◆ **WHAT THE TASK REQUIRES**
Transcribe every line exactly and omit anything that is a picture.
** Start RECORDS SHOWN **
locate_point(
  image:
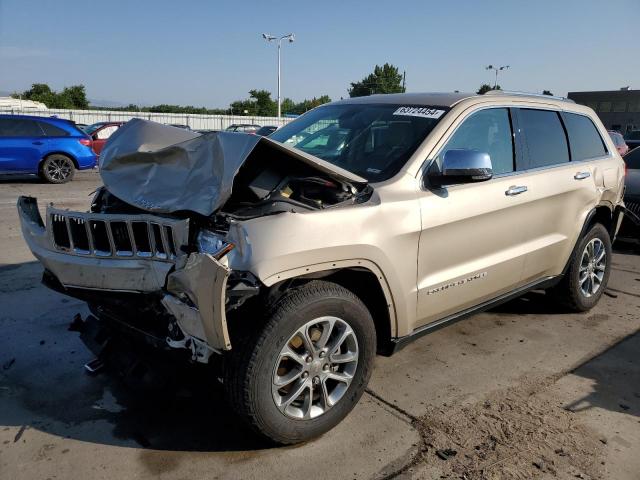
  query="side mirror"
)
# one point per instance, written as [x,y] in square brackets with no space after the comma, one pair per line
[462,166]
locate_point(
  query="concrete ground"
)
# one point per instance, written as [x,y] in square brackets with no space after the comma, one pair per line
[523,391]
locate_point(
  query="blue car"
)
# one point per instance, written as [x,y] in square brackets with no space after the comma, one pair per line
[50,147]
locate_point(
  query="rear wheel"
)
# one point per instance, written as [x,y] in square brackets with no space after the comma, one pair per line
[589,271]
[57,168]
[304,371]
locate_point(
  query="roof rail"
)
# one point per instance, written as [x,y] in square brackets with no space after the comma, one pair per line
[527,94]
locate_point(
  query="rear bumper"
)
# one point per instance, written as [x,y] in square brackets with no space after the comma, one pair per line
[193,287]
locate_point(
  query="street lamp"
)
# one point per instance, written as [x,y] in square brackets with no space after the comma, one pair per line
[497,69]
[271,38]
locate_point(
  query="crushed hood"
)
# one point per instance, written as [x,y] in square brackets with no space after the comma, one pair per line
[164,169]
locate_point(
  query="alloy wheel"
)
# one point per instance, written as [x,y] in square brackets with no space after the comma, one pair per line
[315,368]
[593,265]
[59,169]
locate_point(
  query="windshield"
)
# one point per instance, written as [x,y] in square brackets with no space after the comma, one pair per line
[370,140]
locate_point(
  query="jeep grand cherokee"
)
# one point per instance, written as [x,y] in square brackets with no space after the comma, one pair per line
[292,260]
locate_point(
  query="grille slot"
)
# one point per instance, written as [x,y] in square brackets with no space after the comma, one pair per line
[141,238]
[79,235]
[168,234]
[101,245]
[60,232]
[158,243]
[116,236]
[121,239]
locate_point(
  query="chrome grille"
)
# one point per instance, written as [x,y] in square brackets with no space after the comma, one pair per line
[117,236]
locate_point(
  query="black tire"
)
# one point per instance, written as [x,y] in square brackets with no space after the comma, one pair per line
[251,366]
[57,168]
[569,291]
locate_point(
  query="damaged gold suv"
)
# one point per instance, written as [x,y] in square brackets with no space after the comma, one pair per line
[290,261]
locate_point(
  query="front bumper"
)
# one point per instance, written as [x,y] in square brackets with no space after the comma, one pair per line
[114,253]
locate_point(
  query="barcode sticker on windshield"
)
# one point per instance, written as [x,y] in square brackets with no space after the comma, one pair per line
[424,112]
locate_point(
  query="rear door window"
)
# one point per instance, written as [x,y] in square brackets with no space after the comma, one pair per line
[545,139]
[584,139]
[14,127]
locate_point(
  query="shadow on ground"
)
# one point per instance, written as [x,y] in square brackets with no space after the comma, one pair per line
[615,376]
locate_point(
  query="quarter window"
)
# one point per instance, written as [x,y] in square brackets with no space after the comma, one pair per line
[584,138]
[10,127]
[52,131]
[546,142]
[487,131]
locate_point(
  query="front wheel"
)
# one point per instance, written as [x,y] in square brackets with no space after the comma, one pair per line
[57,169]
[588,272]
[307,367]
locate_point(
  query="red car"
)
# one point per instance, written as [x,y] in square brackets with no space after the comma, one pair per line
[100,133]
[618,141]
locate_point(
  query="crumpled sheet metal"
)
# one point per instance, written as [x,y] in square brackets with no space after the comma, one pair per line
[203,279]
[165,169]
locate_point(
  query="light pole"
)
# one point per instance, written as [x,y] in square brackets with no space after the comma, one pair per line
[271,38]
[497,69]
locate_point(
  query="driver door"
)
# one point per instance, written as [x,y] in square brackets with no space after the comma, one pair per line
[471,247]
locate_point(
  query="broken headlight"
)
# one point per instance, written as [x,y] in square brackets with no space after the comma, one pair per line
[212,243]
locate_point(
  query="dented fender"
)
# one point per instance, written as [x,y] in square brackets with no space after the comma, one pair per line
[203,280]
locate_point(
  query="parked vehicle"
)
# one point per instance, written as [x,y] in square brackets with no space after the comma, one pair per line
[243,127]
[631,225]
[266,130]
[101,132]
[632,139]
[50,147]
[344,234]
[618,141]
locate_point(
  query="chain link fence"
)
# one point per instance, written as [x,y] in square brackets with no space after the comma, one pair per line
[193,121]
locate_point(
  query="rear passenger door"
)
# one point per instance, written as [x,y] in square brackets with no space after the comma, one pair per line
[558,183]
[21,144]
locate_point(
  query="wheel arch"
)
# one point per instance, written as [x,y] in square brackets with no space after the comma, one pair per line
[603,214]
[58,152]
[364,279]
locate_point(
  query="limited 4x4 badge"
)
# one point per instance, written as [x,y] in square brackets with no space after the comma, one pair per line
** End RECORDS SHOWN **
◆ **RESPONSE TO THIS EXERCISE**
locate_point(
  image:
  query="side mirror"
)
# one point per instance, written as [x,y] in square brackets with no space after the comma, one pair per line
[462,166]
locate_point(
  query="concrete ground"
)
# one point per instance, written as [x,y] in square brackets with no space after the comma, one pair per line
[523,391]
locate_point(
  query="blue car"
)
# one point per instance, written as [x,y] in square brackets with no space after the comma, one pair per line
[50,147]
locate_point(
  query="rear wheel"
)
# one point per instance, written as [x,y] in square brackets with no space after the comma, one pair per line
[589,271]
[57,168]
[304,371]
locate_point(
  query="roof rail"
)
# one point per instance, written as [x,y] in square brackets with no space after the comma, one pair per line
[527,94]
locate_point(
  query="rear bumper"
)
# one point per instance, written as [x,y] in square brackets with no space after the comma, one pair per line
[193,287]
locate_point(
  query="street lamp"
)
# one point per instance, written as [x,y] in square brackets with no space after the comma, one pair per line
[497,69]
[271,38]
locate_point(
  query="crushed hood"
)
# one point per instance, written as [x,y] in square brackets with no space after the comma, one pair per line
[164,169]
locate_point(
  query="alloy wheel"
)
# one point per instance, written as [x,y] in square brackets with no space after the comma, one pair per line
[315,368]
[593,265]
[59,169]
locate_point(
  query="windshield"
)
# one point per instance, written as [x,y] in square brackets with no space after the comma, one pair per line
[370,140]
locate_point(
  query="jeep grand cherokee"
)
# one point per instance, written as [x,y] in square brackets with no space after the comma, one pair per line
[292,260]
locate_point(
  query="grille slot"
)
# one point per instance, written as [x,y] in square brackets with no space after the comma, one pair per line
[141,238]
[79,235]
[168,234]
[101,245]
[60,232]
[158,243]
[116,236]
[121,239]
locate_point(
  query="chrome grille"
)
# one point per instance, written as [x,y] in square brackets with no space after the comma, one pair per line
[117,236]
locate_point(
  query="black tire"
)
# one point per instance, written as [x,y] in square brackets with no space after the comma, one pair per line
[251,366]
[57,168]
[569,291]
locate_point(
  query="damaged gold suv"
)
# one point per instance, written as [x,y] in square brackets with no space after the comma, one pair per line
[290,261]
locate_point(
  query="front bumper"
)
# one point per instance, written as [x,y] in square brackets with no space after the comma, one pair per line
[114,253]
locate_point(
  query="barcode sticker on windshield"
)
# one point per instance, written as [x,y] in square brackets with no space after the comma, one pair per line
[424,112]
locate_point(
  query="rear door window"
)
# one point per instance, written as [x,y] in square brackets with no space after the comma, one pair per line
[545,139]
[584,139]
[14,127]
locate_point(
  query="shadow on ground"
)
# one point per instance, written as [x,y] in square brackets with no space after the comma, one pair per line
[615,376]
locate_point(
  query="quarter window"
)
# one point per instance, written as [x,y] in square brackets with no space after the comma, one pair per line
[584,138]
[10,127]
[52,131]
[546,142]
[487,131]
locate_point(
  query="front wheel"
)
# one point per instance, written as [x,y] in square brackets with no space after the comma, one pair per line
[57,169]
[588,272]
[307,367]
locate_point(
  query="red car"
)
# one point per instance, written as [x,y] in square brackets with no space after the comma, one pair per line
[100,133]
[618,141]
locate_point(
  query="crumpled sheet metal"
)
# one point per instance, written as [x,y] in square brackets with no space after the comma, one pair per line
[203,279]
[165,169]
locate_point(
  query="light pole"
)
# one point per instance, written as [x,y] in square brackets with no space after the comma, one pair per line
[271,38]
[497,69]
locate_point(
  query="driver door"
)
# one point per instance, written as [x,y] in square brackets with no space after the comma, one pair per line
[471,247]
locate_point(
  query="broken headlight"
)
# one point per instance, written as [x,y] in square brackets with no space after the comma, one pair per line
[212,243]
locate_point(
  query="dented fender"
)
# one point per instance, written as [x,y] in square brackets with no space after the comma, one pair per line
[203,280]
locate_point(
  query="parked vehicle"
)
# one point per instance, written as [x,y] in square brackets with no space after the comma, one pair per line
[243,127]
[631,225]
[266,130]
[101,132]
[632,139]
[50,147]
[344,234]
[618,141]
locate_point(
  query="chain link fence"
)
# one point per instance, written as [x,y] in square brackets with no space after the comma, one pair per line
[193,121]
locate_point(
  query="rear passenger door"
)
# one point per instance, written as [x,y] in square brackets with no space after the comma, one pair per line
[558,183]
[21,144]
locate_point(
  query="wheel arch"
)
# one point per instance, written as [x,y] in square brackets with no space after the comma, one pair per line
[603,214]
[58,152]
[364,279]
locate_point(
  query="limited 4x4 badge"
)
# one point per instance, written as [x,y] in square brackets with no space after the comma, one pair per line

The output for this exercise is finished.